Referring expression data

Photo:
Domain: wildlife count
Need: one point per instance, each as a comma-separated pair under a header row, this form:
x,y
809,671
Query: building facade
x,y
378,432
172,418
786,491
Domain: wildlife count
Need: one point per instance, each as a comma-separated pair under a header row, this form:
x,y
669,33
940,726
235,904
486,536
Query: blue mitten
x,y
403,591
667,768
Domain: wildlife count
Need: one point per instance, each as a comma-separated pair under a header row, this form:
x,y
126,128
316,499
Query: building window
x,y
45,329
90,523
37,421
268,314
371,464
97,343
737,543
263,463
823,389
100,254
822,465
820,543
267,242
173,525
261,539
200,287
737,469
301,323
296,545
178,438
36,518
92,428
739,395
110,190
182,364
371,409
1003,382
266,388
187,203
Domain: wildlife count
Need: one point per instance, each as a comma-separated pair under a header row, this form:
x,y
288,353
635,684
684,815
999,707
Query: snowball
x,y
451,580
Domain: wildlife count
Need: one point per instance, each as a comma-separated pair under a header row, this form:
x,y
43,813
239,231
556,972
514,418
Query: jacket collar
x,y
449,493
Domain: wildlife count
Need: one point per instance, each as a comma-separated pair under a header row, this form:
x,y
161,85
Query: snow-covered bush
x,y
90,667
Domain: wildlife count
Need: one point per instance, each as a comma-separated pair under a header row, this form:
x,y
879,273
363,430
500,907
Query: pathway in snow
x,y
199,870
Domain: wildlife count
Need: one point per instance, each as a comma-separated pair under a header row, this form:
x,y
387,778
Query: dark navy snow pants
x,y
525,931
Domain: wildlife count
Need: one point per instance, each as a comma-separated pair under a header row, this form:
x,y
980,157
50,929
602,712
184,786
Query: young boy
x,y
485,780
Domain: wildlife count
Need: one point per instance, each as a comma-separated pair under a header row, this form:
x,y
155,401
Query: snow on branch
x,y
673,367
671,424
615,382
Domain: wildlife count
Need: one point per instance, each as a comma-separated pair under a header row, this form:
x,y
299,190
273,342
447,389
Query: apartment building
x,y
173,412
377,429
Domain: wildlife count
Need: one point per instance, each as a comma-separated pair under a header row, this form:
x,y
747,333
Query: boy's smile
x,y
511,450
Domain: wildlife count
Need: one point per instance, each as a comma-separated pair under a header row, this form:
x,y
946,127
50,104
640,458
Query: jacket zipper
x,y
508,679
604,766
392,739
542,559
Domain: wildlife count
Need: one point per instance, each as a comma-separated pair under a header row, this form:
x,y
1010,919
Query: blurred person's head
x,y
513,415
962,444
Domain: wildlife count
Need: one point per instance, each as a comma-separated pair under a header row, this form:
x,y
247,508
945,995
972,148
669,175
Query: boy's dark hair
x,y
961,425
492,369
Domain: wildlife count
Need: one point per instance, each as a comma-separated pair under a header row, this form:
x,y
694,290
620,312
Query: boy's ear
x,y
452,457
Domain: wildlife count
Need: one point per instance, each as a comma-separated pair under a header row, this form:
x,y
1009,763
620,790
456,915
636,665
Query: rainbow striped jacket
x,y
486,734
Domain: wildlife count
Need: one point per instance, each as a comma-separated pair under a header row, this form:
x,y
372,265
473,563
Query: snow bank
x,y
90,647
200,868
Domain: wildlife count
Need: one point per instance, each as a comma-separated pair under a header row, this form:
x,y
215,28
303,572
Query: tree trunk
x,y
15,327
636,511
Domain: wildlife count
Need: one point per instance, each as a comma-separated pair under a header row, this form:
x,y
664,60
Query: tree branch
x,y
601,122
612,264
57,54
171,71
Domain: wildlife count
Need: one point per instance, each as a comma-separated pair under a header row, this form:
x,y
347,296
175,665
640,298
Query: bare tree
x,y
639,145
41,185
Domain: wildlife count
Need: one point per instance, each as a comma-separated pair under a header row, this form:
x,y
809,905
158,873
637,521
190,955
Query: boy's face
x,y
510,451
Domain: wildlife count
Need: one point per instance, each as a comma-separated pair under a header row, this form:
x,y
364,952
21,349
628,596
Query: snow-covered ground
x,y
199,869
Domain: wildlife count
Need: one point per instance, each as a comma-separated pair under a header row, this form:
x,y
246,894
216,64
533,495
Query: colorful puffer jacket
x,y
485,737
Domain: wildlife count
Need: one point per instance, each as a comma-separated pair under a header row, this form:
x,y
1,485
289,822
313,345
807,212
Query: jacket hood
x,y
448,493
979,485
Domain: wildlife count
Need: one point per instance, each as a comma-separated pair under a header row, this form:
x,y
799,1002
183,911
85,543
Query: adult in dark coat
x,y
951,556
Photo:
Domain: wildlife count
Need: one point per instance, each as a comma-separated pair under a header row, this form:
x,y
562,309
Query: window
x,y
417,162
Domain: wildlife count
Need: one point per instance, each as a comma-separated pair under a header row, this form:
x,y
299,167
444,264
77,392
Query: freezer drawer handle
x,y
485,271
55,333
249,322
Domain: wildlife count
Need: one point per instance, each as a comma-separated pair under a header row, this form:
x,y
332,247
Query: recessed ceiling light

WHAT TO WORK ON — Repeat the entries above exactly, leaving nothing out.

YOUR RESPONSE —
Photo:
Domain: wildlife count
Need: one point per instance, each as a comma-separated pair under a header row, this form:
x,y
809,671
Query: building facade
x,y
378,432
172,418
786,491
Domain: wildlife count
Need: one point per instance, each as a comma-separated pair under a header row, this form:
x,y
669,33
940,726
235,904
486,536
Query: blue mitten
x,y
403,591
667,768
Domain: wildlife count
Need: one point per instance, each as a comma-separated pair under a header row, this form:
x,y
126,128
316,499
Query: building window
x,y
45,329
90,523
37,421
268,314
371,464
97,343
737,543
263,463
823,389
100,254
822,465
820,543
267,242
173,525
261,539
200,287
737,469
301,323
296,545
178,438
36,518
92,428
739,395
110,190
182,364
371,409
1003,382
266,388
187,203
Domain: wildlife count
Need: one point per instance, each as a comma-separated pair under a header row, this form:
x,y
288,353
635,684
684,815
999,707
Query: snowball
x,y
451,580
Domain: wildlife count
Need: one point per instance, each as a comma-separated pair under a header row, this form:
x,y
43,813
239,231
556,972
514,418
Query: jacket collar
x,y
449,493
Domain: wildlife count
Need: one point per instance, each as a comma-separated pair under a header row, this form:
x,y
161,85
Query: snow-covered bush
x,y
90,667
Domain: wildlife count
Need: one point per instance, each as a comma-separated pair under a header row, this form:
x,y
879,273
363,430
500,907
Query: pathway in snow
x,y
199,870
Domain: wildlife count
Need: one point per instance, each as a comma-separated pair under a header row, this form:
x,y
387,778
Query: dark navy snow pants
x,y
525,931
Domain: wildlife count
Need: one point per instance, each as a comma-separated pair under a header row, this form:
x,y
980,157
50,929
602,712
184,786
Query: young boy
x,y
485,780
Domain: wildlife count
Need: one point per instance, each as a comma-separated pair under a header row, this form:
x,y
155,401
Query: snow on branch
x,y
673,367
671,424
615,382
Domain: wildlife count
Need: one point per instance, each as a comma-separated pair under a header row, this form:
x,y
299,190
273,342
447,389
Query: apartment building
x,y
173,412
377,429
Domain: wildlife count
Need: one point per instance, each as a comma-separated pair under a header row, this form:
x,y
747,333
Query: boy's smile
x,y
511,450
Domain: wildlife count
Need: one point per instance, each as a comma-separated pair under a header row, this form:
x,y
946,127
50,104
640,458
Query: jacket zipper
x,y
508,679
604,766
392,739
542,559
Domain: wildlife count
Need: one point per instance, each as a comma-separated pair under a header row, this form:
x,y
1010,919
Query: blurred person's head
x,y
513,415
962,444
Domain: wildlife count
Need: one point per instance, each as a comma-separated pair under a header row, this form:
x,y
247,508
945,995
972,148
669,175
Query: boy's dark hair
x,y
961,425
492,369
Domain: wildlife count
Need: one point per instance, each as a comma-separated pair under a header row, this form:
x,y
694,290
620,312
Query: boy's ear
x,y
452,457
Domain: wildlife count
Need: one point per instance, each as a comma-separated pair under a header row, this form:
x,y
1009,763
620,790
456,915
636,665
Query: rainbow striped jacket
x,y
486,734
Domain: wildlife count
Need: one point per instance, each as a comma-separated pair under a header row, this form:
x,y
372,265
473,563
Query: snow bank
x,y
90,647
200,868
Domain: wildlife count
Need: one point per instance, each as a comma-separated pair under a header row, this form:
x,y
215,28
303,572
Query: tree trunk
x,y
15,327
636,511
Domain: wildlife count
Need: one point per instance, each as a comma-separated pair under a header row, this form:
x,y
664,60
Query: tree branch
x,y
601,122
612,264
57,54
171,71
Domain: wildlife count
Need: one point per instance, each as a comma-separated pair under a header row, this form:
x,y
347,296
175,665
640,298
Query: bare tree
x,y
639,145
41,185
Domain: wildlife count
Need: one point per instance, each as a comma-separated pair under a header row, this form:
x,y
809,905
158,873
637,521
190,955
Query: boy's face
x,y
510,451
Domain: wildlife count
Need: one point per instance, each as a comma-separated pair under a header row, this form:
x,y
364,952
21,349
628,596
Query: snow-covered ground
x,y
199,869
Domain: wildlife count
Need: one point per instance, each as a comma-separated pair under a header row, this form:
x,y
246,894
216,64
533,495
Query: colorful puffer jacket
x,y
485,737
Domain: wildlife count
Need: one point per instance, each as a comma-separated pair under a header row, this form:
x,y
1,485
289,822
313,345
807,212
Query: jacket hood
x,y
448,493
979,485
Domain: wildlife count
Need: one point per instance, each as a comma-separated pair under a header row, this form:
x,y
799,1002
183,911
85,543
Query: adult in dark coat
x,y
951,556
Photo:
Domain: wildlife count
Need: one point per instance, each as a comma-separated pair under a header row, this form:
x,y
562,309
Query: window
x,y
417,162
Domain: wildlife count
Need: one point per instance, each as a comma-separated pair under a header row, this form:
x,y
299,167
444,264
77,392
Query: freezer drawer handle
x,y
485,271
55,333
249,322
Domain: wildlife count
Need: one point per instance, each as a comma-separated pair under a header row, this form:
x,y
332,247
Query: recessed ceiling light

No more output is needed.